• **Exercício escrito A**: Segundo o texto extraído sobre arbitragem e consumo, o que não existe na atual Lei de Arbitragem?

---------- Texto extraído

Uma das mais respeitadas autoridades em direito do Consumidor no Brasil, Cláudia Lima Marques, resumiu em importante artigo publicado aqui na ConJur[7] motivos pelos quais, na sua visão, os vetos devem ser mantidos. Em síntese, defende que: (1) na arbitragem não se aplicaria o Código de Defesa do Consumidor; (2) a arbitragem seria sigilosa; (3) a arbitragem pode gerar abusos; e (4) os consumidores, caso aceitassem a jurisdição arbitral, poderiam deixar de ser beneficiados por súmulas, decisões judiciais repetitivas ou ações coletivas.
Apesar da aparente pertinência das considerações feitas, com a devida vênia, elas não se sustentam. E por um motivo simples, que dispensaria até uma análise mais profunda: todos estes pseudoproblemas se fossem existentes, já existiriam hoje, com a redação atual, independente dos vetos. Em outras palavras, quem defende os vetos esquece de se fazer uma pergunta: se a arbitragem representa ameaça ao direito dos consumidores, em que os vetos propostos os beneficiam? Ora, não há nada na atual Lei de Arbitragem que proíba a arbitragem no âmbito do consumo. O que a nova redação busca propor são maiores garantias ao consumidor!

--------------------

• **Exercício escrito B**: Reproduza o trecho das linhas de dados que começa na primeira linha e termina na linha que contém "[163, 211, 243, 330]", incluindo essa linha. Deixe as imagens fora da resposta.

---------- Dados para uso

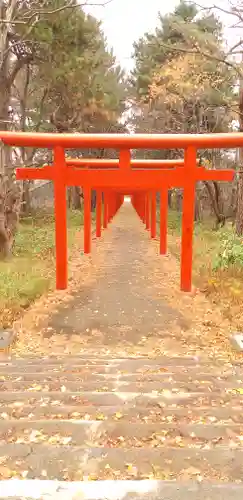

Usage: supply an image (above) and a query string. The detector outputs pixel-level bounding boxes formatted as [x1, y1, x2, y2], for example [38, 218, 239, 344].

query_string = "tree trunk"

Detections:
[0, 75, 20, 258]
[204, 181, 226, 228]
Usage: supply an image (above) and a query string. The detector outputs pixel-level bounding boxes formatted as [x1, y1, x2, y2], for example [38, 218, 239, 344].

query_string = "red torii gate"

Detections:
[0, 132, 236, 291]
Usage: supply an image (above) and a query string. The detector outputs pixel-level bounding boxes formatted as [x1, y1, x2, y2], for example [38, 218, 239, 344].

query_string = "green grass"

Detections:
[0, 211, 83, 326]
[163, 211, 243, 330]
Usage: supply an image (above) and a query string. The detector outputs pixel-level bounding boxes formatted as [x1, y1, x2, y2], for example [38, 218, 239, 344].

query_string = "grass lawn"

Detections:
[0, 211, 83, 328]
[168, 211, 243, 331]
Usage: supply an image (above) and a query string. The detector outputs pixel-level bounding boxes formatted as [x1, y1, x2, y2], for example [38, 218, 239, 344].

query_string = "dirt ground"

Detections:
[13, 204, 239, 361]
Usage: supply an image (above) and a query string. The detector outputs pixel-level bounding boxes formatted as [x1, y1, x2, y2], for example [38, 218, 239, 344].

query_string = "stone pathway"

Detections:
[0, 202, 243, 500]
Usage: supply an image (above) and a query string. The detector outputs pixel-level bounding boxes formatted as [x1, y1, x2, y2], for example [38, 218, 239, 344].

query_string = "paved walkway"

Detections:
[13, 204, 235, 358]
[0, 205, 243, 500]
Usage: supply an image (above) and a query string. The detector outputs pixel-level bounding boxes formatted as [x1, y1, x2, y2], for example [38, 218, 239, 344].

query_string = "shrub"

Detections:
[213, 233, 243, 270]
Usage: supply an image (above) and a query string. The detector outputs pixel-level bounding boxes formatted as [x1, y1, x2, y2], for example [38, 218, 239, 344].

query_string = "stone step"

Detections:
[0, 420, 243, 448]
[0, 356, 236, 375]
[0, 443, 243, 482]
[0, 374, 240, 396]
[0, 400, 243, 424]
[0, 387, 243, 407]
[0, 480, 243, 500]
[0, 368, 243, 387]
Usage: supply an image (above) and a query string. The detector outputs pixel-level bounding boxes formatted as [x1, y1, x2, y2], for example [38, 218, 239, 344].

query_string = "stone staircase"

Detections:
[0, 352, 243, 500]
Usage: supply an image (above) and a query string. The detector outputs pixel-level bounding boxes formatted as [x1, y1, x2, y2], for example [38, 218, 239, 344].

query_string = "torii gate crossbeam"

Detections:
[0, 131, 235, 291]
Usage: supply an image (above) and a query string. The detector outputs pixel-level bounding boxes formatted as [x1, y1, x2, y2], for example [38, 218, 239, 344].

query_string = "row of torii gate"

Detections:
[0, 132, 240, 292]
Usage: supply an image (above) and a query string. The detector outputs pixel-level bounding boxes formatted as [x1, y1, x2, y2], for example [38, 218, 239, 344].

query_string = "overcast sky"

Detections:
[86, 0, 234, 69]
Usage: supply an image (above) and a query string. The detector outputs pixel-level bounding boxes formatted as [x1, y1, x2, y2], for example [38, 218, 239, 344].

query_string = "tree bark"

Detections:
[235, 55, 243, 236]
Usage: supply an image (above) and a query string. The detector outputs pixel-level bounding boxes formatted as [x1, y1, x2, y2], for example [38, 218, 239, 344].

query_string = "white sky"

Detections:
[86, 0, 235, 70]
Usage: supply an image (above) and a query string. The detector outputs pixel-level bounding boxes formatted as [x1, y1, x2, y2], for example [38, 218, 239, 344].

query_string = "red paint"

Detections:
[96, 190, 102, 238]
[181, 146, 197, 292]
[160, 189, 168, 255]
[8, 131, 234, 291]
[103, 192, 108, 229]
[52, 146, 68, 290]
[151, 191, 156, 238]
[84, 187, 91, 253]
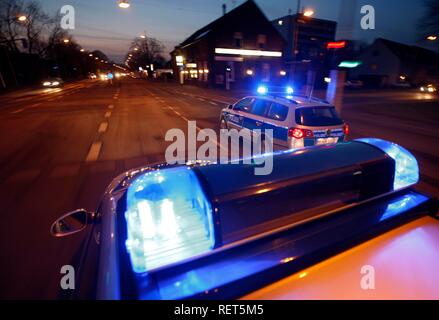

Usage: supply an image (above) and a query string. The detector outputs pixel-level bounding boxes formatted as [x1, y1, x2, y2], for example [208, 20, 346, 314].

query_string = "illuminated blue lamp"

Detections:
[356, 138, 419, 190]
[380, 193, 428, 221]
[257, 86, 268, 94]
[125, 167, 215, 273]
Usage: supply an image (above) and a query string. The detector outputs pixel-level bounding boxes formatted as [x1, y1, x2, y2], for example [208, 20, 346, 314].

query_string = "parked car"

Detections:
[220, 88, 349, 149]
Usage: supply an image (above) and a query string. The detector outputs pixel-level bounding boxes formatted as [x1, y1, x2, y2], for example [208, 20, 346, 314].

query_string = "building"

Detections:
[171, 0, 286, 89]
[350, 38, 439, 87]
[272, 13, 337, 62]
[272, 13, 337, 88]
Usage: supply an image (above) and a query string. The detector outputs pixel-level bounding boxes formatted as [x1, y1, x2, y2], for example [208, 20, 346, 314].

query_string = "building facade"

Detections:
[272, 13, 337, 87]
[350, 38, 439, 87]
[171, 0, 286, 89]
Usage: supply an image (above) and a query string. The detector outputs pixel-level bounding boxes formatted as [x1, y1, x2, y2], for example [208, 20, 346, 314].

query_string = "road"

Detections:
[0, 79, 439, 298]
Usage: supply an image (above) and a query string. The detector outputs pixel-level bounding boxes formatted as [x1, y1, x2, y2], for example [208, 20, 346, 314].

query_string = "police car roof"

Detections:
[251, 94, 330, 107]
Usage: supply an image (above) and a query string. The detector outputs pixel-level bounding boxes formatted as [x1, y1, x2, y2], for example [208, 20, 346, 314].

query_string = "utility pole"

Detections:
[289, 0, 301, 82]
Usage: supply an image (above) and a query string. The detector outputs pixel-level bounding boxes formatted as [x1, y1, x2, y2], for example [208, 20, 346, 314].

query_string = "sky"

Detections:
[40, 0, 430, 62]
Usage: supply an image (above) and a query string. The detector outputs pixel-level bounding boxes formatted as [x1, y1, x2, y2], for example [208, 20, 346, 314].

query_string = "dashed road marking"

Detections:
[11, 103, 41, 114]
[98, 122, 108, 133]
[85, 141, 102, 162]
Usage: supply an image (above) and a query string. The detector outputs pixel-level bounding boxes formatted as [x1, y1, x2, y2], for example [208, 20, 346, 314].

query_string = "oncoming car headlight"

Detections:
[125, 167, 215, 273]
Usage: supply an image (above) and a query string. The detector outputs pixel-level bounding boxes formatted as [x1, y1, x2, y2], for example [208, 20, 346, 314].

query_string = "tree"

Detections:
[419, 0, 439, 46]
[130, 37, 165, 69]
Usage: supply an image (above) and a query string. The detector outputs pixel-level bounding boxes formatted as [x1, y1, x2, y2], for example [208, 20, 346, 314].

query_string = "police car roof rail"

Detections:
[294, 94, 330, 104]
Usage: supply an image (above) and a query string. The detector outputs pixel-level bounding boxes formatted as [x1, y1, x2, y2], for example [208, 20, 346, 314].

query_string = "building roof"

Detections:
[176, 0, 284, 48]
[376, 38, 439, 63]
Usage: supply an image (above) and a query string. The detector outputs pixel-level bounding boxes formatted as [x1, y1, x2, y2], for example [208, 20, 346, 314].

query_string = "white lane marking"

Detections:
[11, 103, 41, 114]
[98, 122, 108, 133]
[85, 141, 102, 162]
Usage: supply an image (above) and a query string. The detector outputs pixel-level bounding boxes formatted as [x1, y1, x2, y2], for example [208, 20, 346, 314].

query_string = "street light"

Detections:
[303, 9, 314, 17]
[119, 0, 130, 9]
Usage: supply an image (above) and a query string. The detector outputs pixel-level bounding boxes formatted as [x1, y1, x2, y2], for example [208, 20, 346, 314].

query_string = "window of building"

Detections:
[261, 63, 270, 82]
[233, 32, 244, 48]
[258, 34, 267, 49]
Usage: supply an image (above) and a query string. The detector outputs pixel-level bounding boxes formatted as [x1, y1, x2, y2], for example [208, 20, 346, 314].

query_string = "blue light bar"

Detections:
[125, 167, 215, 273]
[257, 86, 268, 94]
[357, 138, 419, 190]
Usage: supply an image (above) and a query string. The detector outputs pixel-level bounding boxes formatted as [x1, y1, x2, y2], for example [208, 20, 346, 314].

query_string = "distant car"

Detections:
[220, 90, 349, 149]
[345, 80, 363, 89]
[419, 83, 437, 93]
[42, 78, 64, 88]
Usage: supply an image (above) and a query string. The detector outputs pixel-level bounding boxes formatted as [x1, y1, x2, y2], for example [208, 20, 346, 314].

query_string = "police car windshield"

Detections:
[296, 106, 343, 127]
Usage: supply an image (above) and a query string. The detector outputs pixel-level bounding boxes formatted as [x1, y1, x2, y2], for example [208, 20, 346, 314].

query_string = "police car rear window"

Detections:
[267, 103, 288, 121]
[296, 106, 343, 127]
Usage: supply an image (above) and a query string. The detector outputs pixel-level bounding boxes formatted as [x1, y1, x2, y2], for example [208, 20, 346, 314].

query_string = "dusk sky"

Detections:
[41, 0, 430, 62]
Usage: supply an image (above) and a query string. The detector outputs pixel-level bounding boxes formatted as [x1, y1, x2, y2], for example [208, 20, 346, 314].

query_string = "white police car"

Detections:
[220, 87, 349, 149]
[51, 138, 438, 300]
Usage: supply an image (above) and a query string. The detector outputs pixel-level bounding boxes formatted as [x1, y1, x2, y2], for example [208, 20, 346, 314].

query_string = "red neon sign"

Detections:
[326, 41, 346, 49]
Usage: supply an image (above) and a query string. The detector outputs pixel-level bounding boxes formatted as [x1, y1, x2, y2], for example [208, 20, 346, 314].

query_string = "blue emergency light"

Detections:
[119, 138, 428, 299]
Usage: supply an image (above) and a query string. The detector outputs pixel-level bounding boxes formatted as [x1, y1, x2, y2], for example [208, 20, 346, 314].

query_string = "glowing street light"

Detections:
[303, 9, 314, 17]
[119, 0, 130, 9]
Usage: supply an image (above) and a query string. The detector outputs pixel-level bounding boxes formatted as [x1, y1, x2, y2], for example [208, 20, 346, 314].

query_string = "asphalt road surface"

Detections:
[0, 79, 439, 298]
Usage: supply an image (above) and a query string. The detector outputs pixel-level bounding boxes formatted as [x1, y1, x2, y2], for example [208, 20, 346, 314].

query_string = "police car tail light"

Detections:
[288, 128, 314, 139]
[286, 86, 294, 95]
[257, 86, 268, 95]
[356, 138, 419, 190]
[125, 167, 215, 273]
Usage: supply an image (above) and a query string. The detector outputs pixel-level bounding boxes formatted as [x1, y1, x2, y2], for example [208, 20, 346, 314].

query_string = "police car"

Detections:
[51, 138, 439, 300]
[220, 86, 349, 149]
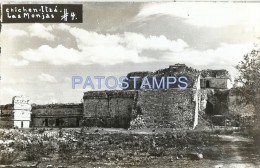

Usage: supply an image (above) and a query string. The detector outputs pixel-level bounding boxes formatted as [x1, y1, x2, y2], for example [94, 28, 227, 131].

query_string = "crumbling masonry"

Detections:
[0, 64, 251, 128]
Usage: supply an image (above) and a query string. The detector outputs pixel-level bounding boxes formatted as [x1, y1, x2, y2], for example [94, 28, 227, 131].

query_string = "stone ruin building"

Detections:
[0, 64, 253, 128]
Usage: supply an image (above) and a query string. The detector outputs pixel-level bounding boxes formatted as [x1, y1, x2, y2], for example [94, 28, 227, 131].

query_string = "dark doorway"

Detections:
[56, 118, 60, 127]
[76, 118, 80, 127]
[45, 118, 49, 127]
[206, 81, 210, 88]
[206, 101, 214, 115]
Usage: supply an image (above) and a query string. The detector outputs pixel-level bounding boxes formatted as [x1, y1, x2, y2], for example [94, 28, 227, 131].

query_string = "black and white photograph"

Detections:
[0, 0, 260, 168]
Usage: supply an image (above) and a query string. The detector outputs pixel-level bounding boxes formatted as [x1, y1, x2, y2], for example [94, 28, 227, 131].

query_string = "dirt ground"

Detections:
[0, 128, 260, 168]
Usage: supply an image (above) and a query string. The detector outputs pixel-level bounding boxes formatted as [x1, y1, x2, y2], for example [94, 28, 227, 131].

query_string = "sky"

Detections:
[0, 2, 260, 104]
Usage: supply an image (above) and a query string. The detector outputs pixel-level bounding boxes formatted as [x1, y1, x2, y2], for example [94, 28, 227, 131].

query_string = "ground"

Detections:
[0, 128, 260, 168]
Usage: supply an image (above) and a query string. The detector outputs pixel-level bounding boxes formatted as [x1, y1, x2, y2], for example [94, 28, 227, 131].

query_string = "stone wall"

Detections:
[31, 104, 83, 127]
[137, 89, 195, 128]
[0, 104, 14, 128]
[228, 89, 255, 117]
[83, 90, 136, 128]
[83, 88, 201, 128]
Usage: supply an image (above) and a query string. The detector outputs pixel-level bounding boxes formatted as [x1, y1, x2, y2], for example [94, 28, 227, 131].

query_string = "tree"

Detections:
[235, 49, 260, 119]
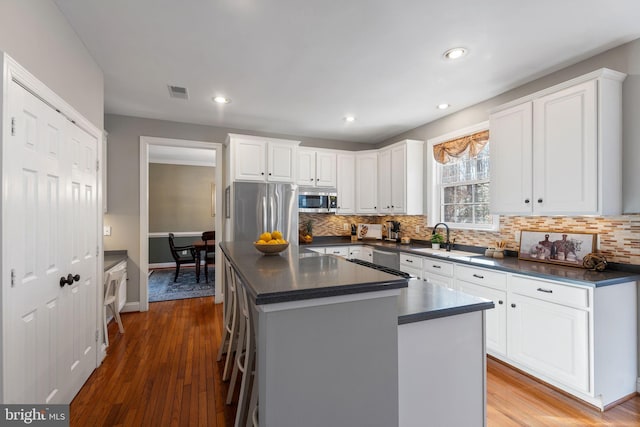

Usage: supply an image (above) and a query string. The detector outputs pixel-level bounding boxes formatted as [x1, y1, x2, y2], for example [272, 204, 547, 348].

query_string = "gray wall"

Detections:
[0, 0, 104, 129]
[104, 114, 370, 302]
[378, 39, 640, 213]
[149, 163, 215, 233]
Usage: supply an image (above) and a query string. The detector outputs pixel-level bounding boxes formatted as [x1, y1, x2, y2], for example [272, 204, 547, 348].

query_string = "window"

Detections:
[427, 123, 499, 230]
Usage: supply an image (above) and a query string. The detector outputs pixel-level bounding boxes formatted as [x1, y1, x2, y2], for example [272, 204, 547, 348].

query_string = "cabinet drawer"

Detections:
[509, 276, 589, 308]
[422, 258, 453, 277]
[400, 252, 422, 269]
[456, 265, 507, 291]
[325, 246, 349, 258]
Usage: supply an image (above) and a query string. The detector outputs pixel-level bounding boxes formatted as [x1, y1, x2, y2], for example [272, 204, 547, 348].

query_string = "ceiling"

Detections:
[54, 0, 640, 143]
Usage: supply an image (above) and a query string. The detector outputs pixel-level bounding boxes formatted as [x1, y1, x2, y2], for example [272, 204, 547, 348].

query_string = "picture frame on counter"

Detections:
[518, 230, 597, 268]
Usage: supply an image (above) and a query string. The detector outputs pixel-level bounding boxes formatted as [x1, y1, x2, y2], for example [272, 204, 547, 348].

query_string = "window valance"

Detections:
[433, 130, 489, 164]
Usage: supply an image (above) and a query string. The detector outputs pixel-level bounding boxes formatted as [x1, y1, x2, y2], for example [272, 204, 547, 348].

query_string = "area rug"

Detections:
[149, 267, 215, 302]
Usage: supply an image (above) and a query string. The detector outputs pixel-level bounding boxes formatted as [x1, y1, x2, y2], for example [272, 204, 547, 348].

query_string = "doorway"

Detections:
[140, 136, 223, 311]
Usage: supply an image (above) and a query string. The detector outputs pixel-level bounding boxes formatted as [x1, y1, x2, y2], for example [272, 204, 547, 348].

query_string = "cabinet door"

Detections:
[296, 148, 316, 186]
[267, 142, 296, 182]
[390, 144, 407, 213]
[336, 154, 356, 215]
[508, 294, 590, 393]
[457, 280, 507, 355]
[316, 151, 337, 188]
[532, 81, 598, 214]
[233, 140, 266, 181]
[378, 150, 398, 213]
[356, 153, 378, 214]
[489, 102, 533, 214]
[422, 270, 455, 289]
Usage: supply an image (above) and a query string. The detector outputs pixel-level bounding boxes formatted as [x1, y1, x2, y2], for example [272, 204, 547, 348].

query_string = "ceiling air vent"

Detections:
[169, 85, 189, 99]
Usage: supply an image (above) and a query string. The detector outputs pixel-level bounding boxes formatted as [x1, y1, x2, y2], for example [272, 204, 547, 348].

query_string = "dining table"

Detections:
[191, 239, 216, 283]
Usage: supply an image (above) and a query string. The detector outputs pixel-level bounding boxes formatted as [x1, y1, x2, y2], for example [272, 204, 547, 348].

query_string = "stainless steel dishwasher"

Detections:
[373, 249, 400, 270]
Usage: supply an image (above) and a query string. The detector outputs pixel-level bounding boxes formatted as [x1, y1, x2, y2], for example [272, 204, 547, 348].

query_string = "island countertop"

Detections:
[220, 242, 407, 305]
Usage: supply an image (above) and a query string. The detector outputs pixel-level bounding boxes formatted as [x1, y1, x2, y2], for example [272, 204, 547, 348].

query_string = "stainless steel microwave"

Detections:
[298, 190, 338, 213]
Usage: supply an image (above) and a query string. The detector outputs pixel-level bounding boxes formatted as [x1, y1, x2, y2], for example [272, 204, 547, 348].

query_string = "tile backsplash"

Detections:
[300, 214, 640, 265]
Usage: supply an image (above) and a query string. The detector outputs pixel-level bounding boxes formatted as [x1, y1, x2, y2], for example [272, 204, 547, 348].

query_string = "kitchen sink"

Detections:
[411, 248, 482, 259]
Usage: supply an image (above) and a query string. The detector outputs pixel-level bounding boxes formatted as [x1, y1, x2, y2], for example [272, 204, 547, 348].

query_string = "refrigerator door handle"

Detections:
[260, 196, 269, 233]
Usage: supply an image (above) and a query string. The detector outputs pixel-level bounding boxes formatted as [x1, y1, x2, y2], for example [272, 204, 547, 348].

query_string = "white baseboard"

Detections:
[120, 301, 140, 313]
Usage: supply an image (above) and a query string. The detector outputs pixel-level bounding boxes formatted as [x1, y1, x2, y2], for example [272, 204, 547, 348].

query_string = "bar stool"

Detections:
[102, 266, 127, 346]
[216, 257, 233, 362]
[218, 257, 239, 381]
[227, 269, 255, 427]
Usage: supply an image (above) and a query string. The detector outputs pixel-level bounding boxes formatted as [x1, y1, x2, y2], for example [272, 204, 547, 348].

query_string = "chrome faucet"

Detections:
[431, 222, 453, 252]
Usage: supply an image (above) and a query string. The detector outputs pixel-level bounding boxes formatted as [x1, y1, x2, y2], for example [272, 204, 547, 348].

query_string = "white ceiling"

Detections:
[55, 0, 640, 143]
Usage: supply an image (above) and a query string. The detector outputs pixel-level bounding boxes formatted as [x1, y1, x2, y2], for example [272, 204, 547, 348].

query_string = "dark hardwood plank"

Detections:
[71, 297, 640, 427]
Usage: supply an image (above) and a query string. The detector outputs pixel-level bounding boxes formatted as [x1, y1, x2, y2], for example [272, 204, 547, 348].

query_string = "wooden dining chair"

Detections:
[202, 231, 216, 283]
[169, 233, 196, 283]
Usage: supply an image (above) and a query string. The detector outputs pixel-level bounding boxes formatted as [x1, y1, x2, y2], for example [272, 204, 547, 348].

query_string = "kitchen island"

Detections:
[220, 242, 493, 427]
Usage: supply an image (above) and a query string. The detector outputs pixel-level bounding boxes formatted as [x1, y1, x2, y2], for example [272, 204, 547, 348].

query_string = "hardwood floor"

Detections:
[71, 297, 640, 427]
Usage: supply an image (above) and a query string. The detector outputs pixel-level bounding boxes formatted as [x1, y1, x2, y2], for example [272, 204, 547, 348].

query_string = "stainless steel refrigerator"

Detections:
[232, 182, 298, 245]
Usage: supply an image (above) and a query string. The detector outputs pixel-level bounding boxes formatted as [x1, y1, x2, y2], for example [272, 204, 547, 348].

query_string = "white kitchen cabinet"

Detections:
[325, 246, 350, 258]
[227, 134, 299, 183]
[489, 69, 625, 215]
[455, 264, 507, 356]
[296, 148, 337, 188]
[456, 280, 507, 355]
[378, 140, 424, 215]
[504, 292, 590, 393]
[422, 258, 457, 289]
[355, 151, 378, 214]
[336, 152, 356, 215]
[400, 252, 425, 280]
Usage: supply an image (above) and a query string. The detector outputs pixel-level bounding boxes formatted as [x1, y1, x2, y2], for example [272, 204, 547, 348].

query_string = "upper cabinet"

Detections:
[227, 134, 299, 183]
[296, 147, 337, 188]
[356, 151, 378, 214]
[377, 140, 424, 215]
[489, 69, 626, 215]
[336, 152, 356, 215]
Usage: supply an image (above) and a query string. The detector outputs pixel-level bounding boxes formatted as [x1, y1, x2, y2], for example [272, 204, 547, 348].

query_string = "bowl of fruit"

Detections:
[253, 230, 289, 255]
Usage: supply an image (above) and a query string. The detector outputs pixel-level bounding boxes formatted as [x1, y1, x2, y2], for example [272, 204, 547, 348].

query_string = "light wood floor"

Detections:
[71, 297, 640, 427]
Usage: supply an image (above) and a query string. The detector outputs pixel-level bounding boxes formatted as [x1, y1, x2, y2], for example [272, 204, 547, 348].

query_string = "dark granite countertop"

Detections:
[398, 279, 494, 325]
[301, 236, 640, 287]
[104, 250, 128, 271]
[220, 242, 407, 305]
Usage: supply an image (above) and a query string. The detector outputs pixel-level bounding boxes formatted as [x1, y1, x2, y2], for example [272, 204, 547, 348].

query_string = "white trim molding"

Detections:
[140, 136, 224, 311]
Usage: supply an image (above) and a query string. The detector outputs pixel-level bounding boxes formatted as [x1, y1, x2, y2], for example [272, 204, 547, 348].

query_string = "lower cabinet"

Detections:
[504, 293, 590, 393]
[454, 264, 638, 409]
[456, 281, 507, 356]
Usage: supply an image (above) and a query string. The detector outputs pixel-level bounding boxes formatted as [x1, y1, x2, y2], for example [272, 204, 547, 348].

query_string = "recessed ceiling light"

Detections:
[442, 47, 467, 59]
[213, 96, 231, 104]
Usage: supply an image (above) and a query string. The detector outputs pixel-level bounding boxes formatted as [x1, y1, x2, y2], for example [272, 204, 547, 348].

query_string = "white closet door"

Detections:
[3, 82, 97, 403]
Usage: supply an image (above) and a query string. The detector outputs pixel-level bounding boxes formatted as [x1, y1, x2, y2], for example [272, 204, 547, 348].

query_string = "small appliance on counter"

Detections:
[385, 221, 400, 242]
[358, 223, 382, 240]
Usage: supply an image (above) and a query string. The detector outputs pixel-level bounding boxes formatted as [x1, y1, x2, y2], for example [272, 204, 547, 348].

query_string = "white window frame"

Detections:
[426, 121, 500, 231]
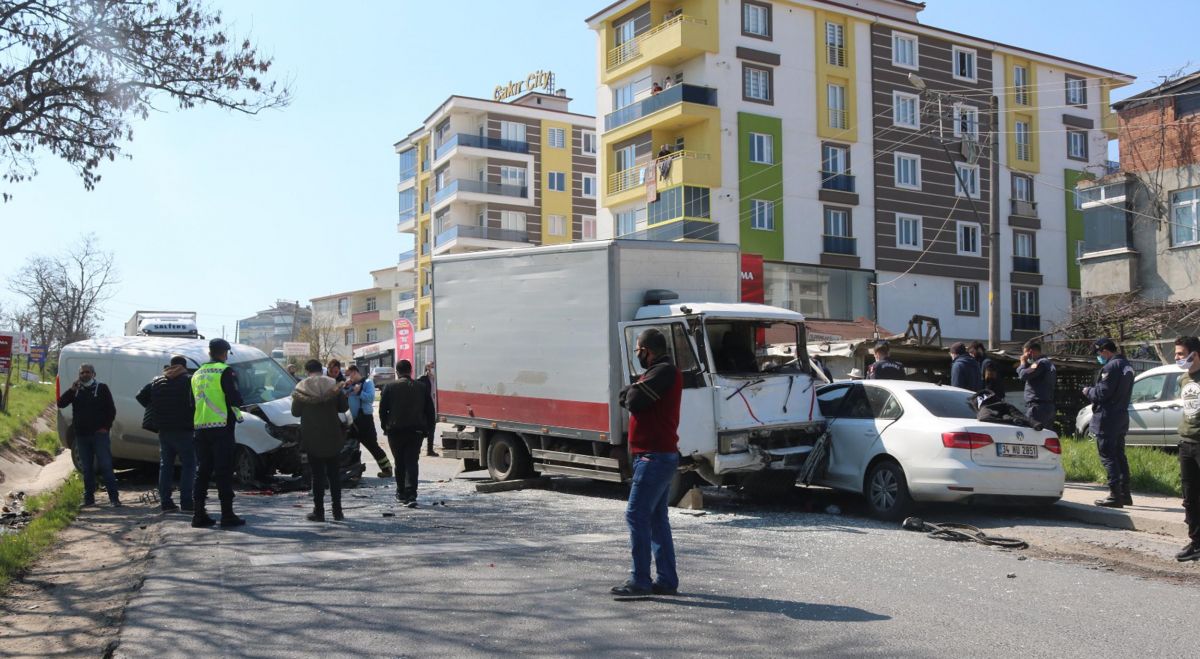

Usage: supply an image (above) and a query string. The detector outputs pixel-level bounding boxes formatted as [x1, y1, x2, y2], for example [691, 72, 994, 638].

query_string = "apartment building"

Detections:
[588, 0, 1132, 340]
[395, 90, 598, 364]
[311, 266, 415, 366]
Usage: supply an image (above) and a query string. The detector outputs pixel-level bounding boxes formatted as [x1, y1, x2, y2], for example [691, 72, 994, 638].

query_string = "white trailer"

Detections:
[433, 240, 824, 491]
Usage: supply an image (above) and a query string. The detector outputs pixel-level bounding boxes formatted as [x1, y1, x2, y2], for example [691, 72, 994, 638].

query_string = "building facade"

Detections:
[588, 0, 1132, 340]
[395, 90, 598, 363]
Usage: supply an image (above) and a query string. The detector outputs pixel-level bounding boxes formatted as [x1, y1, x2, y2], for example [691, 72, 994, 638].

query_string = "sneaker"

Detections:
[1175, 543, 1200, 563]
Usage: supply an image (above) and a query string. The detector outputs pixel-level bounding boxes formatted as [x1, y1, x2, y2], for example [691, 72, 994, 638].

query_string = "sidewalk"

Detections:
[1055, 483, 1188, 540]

--------------------

• **Resposta completa A**: Nada que proíba a arbitragem no âmbito do consumo.

• **Resposta completa B**:
Usage: supply an image (above) and a query string. The detector outputs pixel-level bounding boxes formatted as [x1, y1, x2, y2], for example [38, 218, 239, 344].

query_string = "tree trunk"

Detections:
[0, 75, 20, 258]
[204, 181, 226, 228]
Usage: supply an image (above) and a query string. The detector outputs pixel-level bounding boxes formatted as [x1, y1, x2, y2], for example [38, 218, 239, 344].

query_string = "red torii gate"

Detections:
[0, 132, 236, 291]
Usage: supply an image (above) and a query string. The detector outputs pixel-level bounding boxes formatted as [x1, y1, x2, y2], for example [38, 218, 239, 344].

query_string = "green grass"

Detections:
[0, 211, 83, 326]
[163, 211, 243, 330]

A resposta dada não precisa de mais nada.